▶ **WHAT THE TASK ASKS**
Copy out all of the entries below word for word, but leave the pictures out.

▶ **GIVEN DATA**

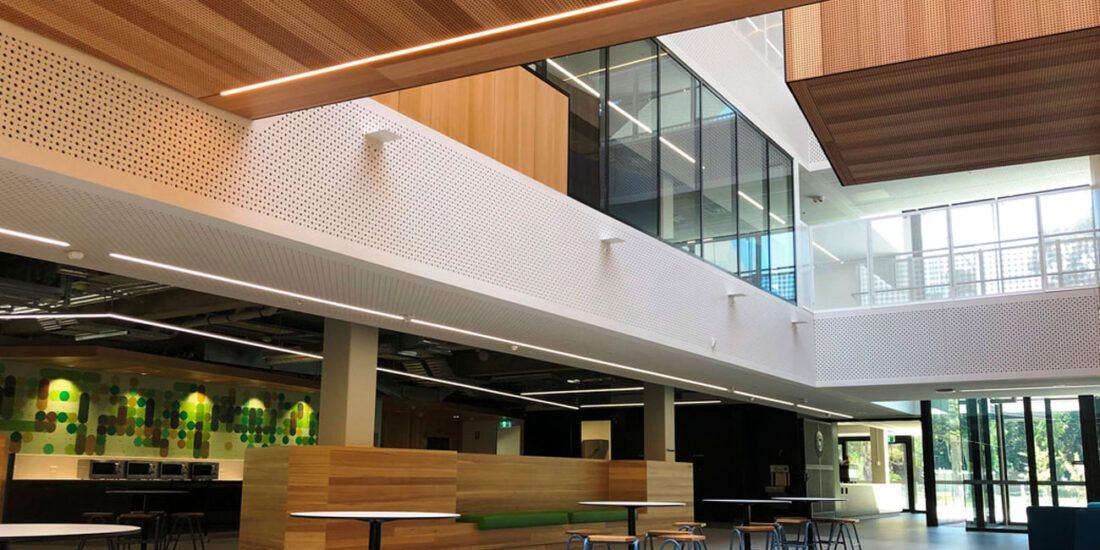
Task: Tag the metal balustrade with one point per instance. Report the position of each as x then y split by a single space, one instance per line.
851 270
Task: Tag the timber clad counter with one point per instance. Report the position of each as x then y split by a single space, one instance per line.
279 481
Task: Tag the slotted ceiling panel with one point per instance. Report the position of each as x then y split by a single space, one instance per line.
202 47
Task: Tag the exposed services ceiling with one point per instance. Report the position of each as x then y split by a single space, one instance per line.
206 47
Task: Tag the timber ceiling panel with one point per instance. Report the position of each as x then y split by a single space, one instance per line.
960 87
202 47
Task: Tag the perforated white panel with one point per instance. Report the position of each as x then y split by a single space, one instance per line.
422 205
1056 333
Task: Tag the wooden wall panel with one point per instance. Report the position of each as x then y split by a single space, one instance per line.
4 457
490 483
857 34
510 116
278 481
904 89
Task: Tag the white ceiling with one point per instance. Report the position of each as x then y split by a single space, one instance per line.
892 197
98 223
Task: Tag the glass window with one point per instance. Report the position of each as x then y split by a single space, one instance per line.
679 111
1018 222
839 259
631 149
780 222
752 201
581 76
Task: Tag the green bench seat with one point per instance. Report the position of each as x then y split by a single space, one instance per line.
514 519
486 521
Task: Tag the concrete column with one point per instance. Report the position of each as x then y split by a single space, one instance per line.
660 424
349 384
880 457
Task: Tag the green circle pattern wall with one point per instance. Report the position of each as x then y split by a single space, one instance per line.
48 410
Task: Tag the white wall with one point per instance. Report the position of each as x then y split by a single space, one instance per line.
480 437
597 429
421 227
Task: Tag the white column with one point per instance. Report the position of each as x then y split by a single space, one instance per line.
349 384
660 424
880 457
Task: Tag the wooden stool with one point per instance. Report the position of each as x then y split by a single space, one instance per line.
98 517
692 527
803 529
186 523
149 521
842 531
679 539
581 535
652 535
745 530
626 540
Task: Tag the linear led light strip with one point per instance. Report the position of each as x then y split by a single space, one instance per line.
828 413
597 391
1029 388
827 253
147 322
762 398
416 321
475 388
432 45
30 237
635 405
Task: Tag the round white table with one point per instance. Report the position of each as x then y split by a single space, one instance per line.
51 532
375 518
809 505
748 510
631 507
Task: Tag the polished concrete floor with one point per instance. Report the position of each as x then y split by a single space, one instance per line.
894 532
904 532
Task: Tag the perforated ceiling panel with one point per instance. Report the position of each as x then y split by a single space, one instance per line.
422 206
1056 334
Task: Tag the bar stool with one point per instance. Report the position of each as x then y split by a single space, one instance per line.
842 531
98 517
744 530
804 532
680 539
186 523
627 540
692 527
150 523
648 541
581 535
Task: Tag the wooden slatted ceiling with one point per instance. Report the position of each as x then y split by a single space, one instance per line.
899 90
205 46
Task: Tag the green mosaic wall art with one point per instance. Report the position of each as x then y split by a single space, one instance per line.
48 410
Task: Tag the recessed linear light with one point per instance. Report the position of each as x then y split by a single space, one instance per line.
29 237
163 326
569 355
432 45
254 286
636 405
418 321
1029 388
475 388
827 253
598 391
762 398
829 413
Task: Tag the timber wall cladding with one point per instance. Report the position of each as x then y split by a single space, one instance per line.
510 116
842 35
898 89
278 481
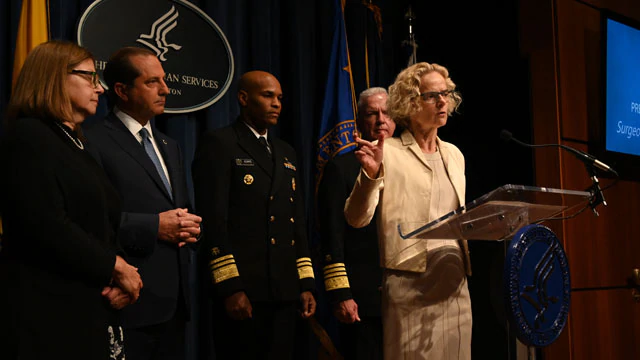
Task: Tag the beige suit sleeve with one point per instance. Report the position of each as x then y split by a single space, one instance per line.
361 204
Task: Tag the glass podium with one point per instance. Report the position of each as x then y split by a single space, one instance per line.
499 214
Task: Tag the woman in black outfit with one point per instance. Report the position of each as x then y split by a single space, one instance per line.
61 274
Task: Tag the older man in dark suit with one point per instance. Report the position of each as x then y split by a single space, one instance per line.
247 191
352 273
145 166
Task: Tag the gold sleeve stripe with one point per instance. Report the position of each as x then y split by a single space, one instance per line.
224 273
331 266
213 265
334 275
222 258
305 271
333 272
341 282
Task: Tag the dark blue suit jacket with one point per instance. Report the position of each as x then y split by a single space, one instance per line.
162 265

▶ **COMPLETED TASK**
Task: Tag the metal balustrade with one point per instance. Report the position of each as x then y split by a single space, one instance per line.
851 270
Task: Tag the timber clad counter with one point per instance. Report the position of each as x then y split by a single space, one instance per line.
279 481
Task: Tag the slotted ceiling panel with one point per instance. Report the position of each as x then y split by a single space, one instance per line.
202 47
Task: Tag the exposed services ceiling with one point per instance. Report the position of each as x then y split by a single space, one instance per line.
206 47
Task: Tag the timber ceiling panel with one point per instance. Report the position of each as x then y split by a single space, one instance per line.
960 87
202 47
Task: Tag the perforated white panel with one point per instance. Report the position of each as x then y split by a single space, one instance per line.
422 205
1056 333
Task: Tag the wooden wall panel with one point per instance. Report the position of each as x then y split by a single space, one instance per line.
4 457
490 483
857 34
510 116
278 481
904 89
Task: Tag the white ceiling with one point per instance. Report the position of each as x then y split by a single space, one instance per line.
892 197
98 223
Task: Tag the glass window with one point per instance. Report the position of each as x then y split by a single space, one instance per line.
679 111
1018 222
839 259
631 149
780 222
752 201
581 76
Task: Tag the green bench seat with one point per instance. Report the position of each as x then y split by a single space, one instance per line.
514 519
486 521
Task: Tag the concrete column with one point per instance. Report the position of each as x then y split by a single space, one instance per line.
660 424
349 384
880 457
Task: Tag the green circle pattern wall with one point per instance. Report the position of each as x then y split by a single space, one instance per line.
48 410
Task: Tag the white wall with one point per instance. Report the position of each as x then y split by a single space, one instance per line.
480 437
597 429
421 227
Task: Tag the white column with one point per instance. Report the position of each as x then y split by a single space, one instance per line.
349 384
660 424
880 457
Task: Tag the wooden stool with one point per instance. Report the position of each as x then y split by a single space, one instance per line.
98 517
692 527
803 529
186 523
149 521
842 531
679 539
581 535
652 535
745 530
626 540
Task: Tag the linear led light strip with one point per instance. Report the position of each as x then y split by a single space, one instance per line.
828 413
597 391
1029 388
827 253
147 322
762 398
416 321
475 388
432 45
30 237
635 405
Task: Tag the round white table with one point per instance. Report the position of each as x then y split by a single space, one instance per line.
51 532
375 518
809 505
748 510
631 507
Task: Tag the polished concrete floor with one point per instance. Report the position of each as x then y split by a single space, one instance per line.
894 532
904 532
Task: Tag the perforated ceiling panel with one point per instance. Report the position of each as x then y split by a single space, one instance per line.
422 206
1056 334
Task: Tag the bar stool with one point per instance. Report the position of each as x then y split by a single space, one instance per line.
842 531
98 517
744 530
804 532
680 539
186 523
627 540
692 527
150 523
648 541
581 535
Task: Tag the wooden slatted ceiling with one point per instance. Report the position of each as x then y split by a single space, one instance per line.
899 90
205 46
Task: Tag the green mosaic wall art with one point per instance. Report the position of each as x then y split by a single space, one instance per line.
48 410
Task: Tag the recessed linear light with one point per instance. Report the position of each as x then y split by a single space, one instance per line.
29 237
163 326
569 355
432 45
254 286
636 405
418 321
1029 388
475 388
827 253
598 391
762 398
829 413
Task: Tag the timber wall cladding with one point per instance. Report the position of each as x then y split by a single space, one instance per line.
510 116
842 35
898 89
278 481
Task: Tag the beige suit sleeve with one point per instance. Report the position of each as x then y split by a single space, one instance per line.
361 204
Task: Tag the glass podium with one point per instance. Report the position of each as x then y split by a single space, one instance per line.
499 214
Task: Tag the woman in black outfit with one point per instance. Report the position of each as x then y split by a single space, one instance per line.
61 274
Task: Tag the older man in dark suit with one point per instance. Report the position of each as x then y split by a single space, one instance per line.
247 191
352 273
145 166
Task: Tag the gold sleeve stripe with one point per instance. Report the position of each as x then y split by a single space, one instance per line.
224 273
331 266
213 265
334 275
222 258
305 271
333 272
341 282
Task: Tag the dark blue suit jacket with one point per instance. Report the position of each as x then y split by a single space, one instance per line.
162 265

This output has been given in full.